One limitation of this website is that it doesn't delineate the breakdown of salaries greater than $200,000. This might not seem to matter, except that in this tiny fraction of people most of the wealth is concentrated, and the further to the right of the wealth-vs.-number-of-people graph one goes, the steeper the curve.

A site which gives a better idea of this graph, which looks like a reverse letter "L", is called just that: The L-Curve. The L-curve site focuses on America alone. Since America has a median income of $40,000, it's like taking the final three person icons on the Global Richlist site (the top 3% of all earners) and expanding them in detail. The results are shocking.

If income is stacks of $100 bills, America's median of $40,000 is a stack 1.6 inches high. For an income of $100,000, the stack is 4 inches high; for $1 million it is 40 inches high. $1M is reached at "one foot from the goal line"; population is plotted along a football field with the median income at the 50-yard line. One has to zoom out to appreciate the full scale. At $1 billion worth of income, the stack is 1km high. Using what it says was an estimate of Bill Gates's greatest increase in net worth in 1 year of $50 billion, the final stack of bills is 50 kilometers high.

I went to Forbes.com to confirm this. While wealth is not equal to income, the spread is the same. As of 2010:

-There are 1,011 billionaires

-The richest 51 billionaires control over $1 trillion dollars

-The world's 3 richest men control assets greater than the combined GDP of the world's 71 poorest countries (using CIA - The World Factbook, 2009)

-If one of these men lost money because of diarrhea in commensurate fashion to my 2-day loss, that bathroom break would cost him...one billion dollars.

Unsettling, to say the least.

So. Clearly we non-billionaires don't at this time have the power that money commands. On the other hand, there are 1000 of them, and more than 6 billion of us. I cannot help but think of the Jimi Hendrix quote, “When the power of love overcomes the love of power, the world will know peace.”

Such are the reflections of an unquiet stomach, which as I write is quieter already.

•••••

**Challenge 1**. Translate this sentence from the text on wealth distribution into French: "The L-curve site focuses on America alone."
The text and the records are independent of each other.

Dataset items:
•••••

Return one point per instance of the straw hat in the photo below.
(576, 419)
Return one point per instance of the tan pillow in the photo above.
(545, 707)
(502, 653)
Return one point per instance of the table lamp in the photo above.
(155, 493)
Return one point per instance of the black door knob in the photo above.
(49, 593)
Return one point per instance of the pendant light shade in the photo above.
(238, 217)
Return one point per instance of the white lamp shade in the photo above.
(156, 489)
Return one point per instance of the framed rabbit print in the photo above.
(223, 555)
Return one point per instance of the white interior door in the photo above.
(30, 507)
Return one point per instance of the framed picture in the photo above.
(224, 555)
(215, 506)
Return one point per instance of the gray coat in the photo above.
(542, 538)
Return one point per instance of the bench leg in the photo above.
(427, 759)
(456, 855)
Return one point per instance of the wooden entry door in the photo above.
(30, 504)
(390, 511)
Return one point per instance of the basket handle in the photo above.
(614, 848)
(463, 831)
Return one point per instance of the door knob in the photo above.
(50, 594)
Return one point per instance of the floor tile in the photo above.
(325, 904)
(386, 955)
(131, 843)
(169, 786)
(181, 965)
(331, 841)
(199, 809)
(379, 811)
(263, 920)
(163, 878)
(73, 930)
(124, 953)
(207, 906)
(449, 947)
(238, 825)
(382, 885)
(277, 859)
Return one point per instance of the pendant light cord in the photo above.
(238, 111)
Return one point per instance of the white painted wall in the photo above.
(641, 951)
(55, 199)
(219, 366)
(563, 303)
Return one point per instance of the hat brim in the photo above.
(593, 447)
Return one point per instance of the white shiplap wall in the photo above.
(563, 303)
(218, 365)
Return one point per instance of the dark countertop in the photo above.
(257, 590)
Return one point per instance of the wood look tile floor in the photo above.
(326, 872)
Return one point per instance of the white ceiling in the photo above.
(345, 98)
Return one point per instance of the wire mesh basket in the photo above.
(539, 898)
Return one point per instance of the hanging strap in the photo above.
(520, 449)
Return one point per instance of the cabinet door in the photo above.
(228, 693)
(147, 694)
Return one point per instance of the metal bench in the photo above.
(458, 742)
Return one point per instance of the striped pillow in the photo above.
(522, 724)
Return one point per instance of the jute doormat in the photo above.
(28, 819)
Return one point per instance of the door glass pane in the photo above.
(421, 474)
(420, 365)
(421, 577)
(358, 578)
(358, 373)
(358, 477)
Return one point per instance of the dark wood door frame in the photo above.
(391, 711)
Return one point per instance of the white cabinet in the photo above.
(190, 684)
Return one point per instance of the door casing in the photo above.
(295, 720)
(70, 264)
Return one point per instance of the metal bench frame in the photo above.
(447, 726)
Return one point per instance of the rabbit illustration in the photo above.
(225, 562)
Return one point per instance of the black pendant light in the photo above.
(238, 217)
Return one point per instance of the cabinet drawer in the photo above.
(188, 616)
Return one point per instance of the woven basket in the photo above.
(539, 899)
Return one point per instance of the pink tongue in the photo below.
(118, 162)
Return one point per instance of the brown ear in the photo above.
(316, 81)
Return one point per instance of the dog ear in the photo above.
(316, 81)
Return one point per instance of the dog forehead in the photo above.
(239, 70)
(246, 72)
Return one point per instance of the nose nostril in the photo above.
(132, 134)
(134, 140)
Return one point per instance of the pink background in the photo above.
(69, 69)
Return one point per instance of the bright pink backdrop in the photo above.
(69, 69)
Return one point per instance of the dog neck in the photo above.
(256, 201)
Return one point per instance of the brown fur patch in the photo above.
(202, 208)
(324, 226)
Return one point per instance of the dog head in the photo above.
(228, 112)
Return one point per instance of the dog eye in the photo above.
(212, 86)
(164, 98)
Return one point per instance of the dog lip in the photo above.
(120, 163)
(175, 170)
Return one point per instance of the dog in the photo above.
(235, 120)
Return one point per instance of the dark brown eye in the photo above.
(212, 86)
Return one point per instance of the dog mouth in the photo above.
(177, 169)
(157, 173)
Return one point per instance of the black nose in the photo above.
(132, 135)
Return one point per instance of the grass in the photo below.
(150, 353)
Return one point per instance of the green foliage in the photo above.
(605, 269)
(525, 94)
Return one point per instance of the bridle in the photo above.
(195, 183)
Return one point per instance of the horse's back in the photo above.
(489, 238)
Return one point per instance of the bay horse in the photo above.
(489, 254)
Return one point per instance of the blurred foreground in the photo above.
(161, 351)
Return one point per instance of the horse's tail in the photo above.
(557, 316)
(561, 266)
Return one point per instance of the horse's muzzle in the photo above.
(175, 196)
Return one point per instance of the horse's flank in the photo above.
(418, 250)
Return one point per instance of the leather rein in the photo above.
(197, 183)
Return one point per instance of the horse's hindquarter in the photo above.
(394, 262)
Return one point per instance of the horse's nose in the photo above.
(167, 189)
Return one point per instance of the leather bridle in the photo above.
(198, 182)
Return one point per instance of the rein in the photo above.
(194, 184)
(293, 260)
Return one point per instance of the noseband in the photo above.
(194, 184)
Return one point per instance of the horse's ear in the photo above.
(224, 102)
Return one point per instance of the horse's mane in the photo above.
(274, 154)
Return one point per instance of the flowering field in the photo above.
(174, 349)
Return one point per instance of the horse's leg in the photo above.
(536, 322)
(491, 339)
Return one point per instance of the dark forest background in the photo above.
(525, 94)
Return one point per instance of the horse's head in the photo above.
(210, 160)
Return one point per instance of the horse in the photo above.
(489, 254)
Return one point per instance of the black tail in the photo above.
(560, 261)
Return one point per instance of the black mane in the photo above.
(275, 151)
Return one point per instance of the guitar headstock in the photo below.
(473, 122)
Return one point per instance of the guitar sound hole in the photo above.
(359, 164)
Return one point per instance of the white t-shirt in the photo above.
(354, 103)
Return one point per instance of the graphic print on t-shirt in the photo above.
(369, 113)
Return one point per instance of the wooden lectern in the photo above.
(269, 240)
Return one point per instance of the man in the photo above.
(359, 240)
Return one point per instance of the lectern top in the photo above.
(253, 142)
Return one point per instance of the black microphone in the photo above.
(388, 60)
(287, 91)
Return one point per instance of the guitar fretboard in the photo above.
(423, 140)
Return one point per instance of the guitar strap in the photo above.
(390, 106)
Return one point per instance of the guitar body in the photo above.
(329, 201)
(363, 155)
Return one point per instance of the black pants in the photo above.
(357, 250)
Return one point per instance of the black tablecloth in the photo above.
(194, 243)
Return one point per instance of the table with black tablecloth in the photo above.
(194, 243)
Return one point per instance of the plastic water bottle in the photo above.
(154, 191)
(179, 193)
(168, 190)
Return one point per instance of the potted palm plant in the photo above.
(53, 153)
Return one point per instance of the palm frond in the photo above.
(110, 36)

•••••

**Challenge 2**. Count the lines of the records that contain the string "framed", treating uppercase and lowercase letters as different, and state only the number.

**Task solution 1**. Le site L-curve se concentre uniquement sur l'Amérique.

**Task solution 2**. 2